--- Task directions ---
Go to the line in the entries below that holds "Query: dry sand" and repeat exactly from there through the line that holds "like (437, 168).", inclusive.

++++ Supplied material ++++

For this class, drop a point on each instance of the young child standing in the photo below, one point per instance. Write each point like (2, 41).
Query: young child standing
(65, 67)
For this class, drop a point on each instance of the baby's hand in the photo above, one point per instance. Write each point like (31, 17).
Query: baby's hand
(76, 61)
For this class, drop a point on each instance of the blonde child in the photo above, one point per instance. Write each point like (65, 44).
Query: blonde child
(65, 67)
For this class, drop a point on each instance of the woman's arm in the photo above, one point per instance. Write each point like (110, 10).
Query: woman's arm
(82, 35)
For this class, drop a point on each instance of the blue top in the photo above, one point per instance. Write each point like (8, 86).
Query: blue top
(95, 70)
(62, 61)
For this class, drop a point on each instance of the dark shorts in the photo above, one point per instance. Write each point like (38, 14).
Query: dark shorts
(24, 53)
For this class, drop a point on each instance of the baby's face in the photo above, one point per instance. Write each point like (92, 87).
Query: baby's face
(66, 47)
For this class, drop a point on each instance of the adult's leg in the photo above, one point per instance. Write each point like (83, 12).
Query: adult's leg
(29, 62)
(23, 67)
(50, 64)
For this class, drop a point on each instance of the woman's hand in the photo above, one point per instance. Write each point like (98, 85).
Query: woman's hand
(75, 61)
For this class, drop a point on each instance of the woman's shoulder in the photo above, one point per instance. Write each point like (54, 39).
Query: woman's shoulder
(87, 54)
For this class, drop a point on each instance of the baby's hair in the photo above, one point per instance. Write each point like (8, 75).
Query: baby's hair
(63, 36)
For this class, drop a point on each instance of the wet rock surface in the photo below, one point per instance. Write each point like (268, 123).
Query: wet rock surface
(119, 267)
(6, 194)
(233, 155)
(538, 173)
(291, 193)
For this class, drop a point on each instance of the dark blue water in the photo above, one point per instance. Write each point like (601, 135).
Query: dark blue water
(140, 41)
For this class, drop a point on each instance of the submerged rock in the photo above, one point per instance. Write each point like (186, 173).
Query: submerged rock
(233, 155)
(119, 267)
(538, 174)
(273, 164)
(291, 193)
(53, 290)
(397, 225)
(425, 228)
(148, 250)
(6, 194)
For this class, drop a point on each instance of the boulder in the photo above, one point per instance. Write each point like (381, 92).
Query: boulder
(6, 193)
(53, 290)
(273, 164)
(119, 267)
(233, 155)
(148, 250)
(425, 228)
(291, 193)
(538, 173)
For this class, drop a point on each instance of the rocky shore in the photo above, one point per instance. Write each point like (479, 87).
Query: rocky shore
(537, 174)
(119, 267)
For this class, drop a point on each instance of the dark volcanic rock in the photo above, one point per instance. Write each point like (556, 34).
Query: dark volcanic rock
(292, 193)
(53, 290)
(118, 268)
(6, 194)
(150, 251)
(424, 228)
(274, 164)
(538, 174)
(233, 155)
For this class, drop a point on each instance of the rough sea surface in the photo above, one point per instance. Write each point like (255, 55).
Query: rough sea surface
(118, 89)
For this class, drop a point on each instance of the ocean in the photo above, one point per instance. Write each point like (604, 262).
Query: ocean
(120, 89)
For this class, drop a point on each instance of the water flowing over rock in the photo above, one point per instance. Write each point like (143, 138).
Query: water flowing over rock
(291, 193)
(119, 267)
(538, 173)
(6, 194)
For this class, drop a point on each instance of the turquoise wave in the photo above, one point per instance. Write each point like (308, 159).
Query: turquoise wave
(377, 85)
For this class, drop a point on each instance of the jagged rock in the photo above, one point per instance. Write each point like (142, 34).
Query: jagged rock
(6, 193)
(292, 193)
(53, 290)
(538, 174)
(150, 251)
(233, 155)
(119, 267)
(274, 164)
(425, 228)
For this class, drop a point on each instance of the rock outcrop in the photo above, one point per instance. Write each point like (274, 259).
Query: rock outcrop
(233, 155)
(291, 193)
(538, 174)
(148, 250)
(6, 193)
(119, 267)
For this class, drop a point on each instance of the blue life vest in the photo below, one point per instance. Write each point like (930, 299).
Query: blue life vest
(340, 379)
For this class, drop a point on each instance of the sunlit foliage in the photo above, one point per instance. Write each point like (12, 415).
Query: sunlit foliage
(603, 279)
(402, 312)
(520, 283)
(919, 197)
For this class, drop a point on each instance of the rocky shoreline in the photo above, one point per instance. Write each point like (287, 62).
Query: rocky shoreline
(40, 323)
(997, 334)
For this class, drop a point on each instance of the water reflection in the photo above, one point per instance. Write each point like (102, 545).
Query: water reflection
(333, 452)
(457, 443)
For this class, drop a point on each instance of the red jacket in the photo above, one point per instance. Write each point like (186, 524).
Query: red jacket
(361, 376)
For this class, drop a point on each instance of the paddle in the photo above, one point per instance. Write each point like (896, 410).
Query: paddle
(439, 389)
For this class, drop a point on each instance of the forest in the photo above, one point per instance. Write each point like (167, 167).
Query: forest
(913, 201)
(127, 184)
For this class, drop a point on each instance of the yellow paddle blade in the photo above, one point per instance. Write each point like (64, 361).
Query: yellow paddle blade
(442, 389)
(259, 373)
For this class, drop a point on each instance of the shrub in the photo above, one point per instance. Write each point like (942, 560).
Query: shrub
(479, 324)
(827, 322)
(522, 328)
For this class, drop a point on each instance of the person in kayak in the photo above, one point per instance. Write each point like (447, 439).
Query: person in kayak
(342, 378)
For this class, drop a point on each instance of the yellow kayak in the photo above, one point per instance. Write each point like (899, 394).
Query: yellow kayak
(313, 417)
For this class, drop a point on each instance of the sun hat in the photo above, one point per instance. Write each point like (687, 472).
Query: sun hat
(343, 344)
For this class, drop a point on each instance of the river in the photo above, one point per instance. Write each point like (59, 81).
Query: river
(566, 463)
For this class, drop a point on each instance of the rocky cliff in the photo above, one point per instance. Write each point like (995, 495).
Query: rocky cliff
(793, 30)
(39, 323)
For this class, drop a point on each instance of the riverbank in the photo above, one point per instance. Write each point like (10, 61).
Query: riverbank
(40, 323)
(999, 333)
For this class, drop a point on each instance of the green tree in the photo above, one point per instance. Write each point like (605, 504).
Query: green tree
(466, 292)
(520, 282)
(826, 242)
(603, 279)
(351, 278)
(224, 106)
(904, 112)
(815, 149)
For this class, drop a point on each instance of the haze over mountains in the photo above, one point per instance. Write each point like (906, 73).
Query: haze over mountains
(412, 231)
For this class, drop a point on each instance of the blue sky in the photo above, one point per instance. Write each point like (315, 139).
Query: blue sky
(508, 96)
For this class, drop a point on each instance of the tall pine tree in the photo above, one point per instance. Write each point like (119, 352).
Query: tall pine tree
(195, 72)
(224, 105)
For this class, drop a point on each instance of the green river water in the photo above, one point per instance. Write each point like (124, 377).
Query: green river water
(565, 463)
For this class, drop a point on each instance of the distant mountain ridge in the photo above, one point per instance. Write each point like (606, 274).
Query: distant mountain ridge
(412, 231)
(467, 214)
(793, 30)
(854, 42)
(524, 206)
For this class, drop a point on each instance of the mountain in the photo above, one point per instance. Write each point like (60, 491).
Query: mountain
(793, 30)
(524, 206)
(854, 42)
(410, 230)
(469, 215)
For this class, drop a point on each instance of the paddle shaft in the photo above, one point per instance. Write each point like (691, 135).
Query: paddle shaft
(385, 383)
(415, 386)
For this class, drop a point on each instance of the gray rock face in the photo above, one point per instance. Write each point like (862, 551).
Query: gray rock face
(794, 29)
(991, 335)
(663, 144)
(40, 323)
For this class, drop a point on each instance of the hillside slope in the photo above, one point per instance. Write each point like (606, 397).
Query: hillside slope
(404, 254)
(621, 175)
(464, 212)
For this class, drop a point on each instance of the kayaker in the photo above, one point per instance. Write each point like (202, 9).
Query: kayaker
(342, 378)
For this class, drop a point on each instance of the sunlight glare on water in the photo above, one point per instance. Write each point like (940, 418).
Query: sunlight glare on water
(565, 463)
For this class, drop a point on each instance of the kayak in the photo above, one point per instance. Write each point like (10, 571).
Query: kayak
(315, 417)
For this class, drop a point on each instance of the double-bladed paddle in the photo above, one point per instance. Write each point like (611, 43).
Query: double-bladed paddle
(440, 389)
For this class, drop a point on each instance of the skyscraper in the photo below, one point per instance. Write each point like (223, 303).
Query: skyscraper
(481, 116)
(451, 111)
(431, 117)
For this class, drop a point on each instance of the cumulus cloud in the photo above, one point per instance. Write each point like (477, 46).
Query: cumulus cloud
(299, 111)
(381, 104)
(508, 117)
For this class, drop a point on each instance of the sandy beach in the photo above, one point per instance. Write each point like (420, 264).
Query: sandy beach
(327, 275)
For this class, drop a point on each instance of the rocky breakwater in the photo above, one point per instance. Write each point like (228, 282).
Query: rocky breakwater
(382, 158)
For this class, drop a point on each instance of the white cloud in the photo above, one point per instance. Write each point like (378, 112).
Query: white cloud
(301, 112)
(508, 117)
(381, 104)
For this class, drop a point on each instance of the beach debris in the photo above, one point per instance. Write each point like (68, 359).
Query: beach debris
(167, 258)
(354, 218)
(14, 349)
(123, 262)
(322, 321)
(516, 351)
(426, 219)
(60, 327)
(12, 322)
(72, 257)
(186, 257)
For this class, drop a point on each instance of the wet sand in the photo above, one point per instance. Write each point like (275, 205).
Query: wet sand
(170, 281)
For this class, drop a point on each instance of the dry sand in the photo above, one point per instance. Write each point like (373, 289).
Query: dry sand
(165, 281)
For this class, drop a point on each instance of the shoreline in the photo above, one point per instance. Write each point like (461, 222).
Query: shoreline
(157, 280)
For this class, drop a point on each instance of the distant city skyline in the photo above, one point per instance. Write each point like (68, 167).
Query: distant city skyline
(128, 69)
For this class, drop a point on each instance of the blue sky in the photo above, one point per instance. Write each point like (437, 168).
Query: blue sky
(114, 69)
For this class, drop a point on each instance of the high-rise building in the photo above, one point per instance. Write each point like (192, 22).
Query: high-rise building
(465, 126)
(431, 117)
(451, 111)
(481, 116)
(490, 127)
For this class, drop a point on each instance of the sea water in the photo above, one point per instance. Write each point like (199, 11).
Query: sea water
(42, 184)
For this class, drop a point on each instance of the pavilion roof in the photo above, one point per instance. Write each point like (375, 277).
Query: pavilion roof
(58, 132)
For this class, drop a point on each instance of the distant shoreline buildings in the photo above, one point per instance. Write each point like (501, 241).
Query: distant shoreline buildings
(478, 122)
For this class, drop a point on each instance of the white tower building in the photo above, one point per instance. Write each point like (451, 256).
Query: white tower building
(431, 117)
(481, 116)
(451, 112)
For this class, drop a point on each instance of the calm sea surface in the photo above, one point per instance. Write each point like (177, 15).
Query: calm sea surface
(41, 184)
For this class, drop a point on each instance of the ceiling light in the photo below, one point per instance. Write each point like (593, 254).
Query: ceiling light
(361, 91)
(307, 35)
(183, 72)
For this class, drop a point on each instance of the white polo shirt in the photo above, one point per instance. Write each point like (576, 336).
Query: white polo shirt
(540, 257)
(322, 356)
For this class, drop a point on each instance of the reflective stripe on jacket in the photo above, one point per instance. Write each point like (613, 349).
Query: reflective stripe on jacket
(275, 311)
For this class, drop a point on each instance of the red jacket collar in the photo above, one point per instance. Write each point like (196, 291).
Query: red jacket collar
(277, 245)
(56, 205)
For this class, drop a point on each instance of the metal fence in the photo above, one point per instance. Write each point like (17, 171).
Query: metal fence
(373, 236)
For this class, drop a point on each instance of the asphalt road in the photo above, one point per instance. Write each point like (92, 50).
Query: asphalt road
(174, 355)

++++

--- Solution for this problem ---
Query: dry sand
(165, 281)
For this class, drop a point on each instance of the shoreline in the photo above, one point per instance. Write each point like (461, 222).
Query: shoreline
(157, 280)
For this class, drop a point on each instance of the distant city skyline in the photo above, one point per instance. Write each point like (68, 167).
Query: distant city skyline
(128, 69)
For this class, drop a point on each instance of the blue sky in the photo above, one point per instance. Write each point like (437, 168).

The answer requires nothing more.